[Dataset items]
______
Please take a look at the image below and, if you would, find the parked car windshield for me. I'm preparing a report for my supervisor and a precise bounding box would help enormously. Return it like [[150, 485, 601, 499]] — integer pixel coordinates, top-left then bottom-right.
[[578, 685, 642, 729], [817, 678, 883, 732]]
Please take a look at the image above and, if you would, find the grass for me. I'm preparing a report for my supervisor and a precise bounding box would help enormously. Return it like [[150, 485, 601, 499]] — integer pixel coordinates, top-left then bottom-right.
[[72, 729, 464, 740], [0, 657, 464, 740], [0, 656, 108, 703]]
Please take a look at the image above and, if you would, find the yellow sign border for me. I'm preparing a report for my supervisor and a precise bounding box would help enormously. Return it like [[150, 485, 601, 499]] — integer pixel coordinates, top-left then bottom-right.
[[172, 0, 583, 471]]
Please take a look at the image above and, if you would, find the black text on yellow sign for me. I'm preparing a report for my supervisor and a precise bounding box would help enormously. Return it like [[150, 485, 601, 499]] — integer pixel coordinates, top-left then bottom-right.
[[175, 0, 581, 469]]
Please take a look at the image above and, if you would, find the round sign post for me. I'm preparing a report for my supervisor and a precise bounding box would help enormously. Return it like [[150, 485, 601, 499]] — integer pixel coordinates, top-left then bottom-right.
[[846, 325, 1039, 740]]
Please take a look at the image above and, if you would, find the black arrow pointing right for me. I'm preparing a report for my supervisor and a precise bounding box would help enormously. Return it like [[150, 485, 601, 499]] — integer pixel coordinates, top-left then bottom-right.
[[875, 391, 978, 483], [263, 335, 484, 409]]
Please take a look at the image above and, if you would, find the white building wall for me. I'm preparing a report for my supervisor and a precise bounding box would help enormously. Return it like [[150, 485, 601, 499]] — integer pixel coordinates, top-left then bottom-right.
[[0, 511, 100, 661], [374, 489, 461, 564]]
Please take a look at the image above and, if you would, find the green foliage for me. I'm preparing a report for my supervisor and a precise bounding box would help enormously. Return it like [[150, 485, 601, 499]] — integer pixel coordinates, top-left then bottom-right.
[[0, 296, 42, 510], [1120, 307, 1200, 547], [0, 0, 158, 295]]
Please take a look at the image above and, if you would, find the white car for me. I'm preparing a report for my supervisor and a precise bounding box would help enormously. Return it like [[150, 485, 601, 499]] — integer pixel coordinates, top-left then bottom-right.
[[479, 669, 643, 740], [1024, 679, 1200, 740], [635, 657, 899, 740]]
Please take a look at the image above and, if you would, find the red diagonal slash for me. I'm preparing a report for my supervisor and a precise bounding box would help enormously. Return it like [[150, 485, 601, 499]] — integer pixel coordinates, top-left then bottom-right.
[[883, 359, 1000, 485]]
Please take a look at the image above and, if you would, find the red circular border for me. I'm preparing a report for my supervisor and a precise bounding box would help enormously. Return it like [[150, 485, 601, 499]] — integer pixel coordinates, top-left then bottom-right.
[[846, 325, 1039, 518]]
______
TO BE DONE
Repeat the lines from the one containing "the white building" through the one containing "657, 899, 740]]", inclusive, with "supervisor" swapped for "manager" and nothing else altered.

TASK OUTPUT
Please take a look at the image above and, if you would, find the white building wall for me. I'm preparing a report for my manager and a precise bounding box would help enormously. Return it like [[150, 485, 601, 499]] — integer pixel coordinates, top-left then bottom-right.
[[0, 511, 100, 661], [374, 489, 461, 564]]
Please take a look at the image above and, if you would, find the green foliage for me. I'm preparing a report for my manager and a precise bounding box would help enormously. Return it like [[150, 485, 601, 499]] — integer pixel coordinates, top-left then bottom-right.
[[0, 296, 42, 510], [1120, 307, 1200, 547], [0, 0, 158, 295]]
Please take a look at the image above and, if you would, find the white car for me. I'm preparing a report for my manager and a precise bounding box would help enormously. Return it like [[150, 485, 601, 499]] — integer pixel coordinates, top-left then bottom-right.
[[479, 669, 643, 740], [1024, 679, 1200, 740], [635, 657, 899, 740]]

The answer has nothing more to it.